(Dataset entries)
* * * * * * * * *
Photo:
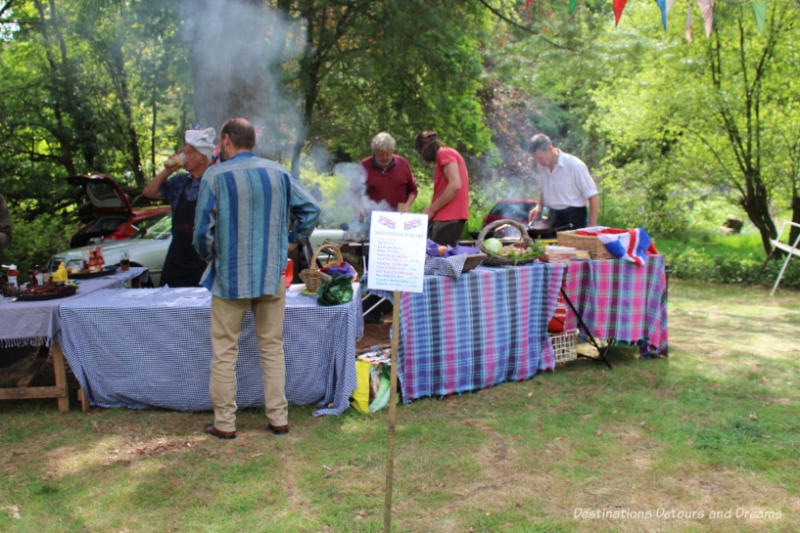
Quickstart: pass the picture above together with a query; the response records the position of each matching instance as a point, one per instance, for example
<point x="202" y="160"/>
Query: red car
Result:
<point x="115" y="218"/>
* * * * * * * * *
## [What you will do]
Please output the records exactly, leaving the pictures out.

## [Problem solution]
Photo:
Quickstart: pass the picture above together with a query; the response records the position of each matching instance as a point, one per instance, for example
<point x="202" y="160"/>
Query: red car
Result:
<point x="115" y="218"/>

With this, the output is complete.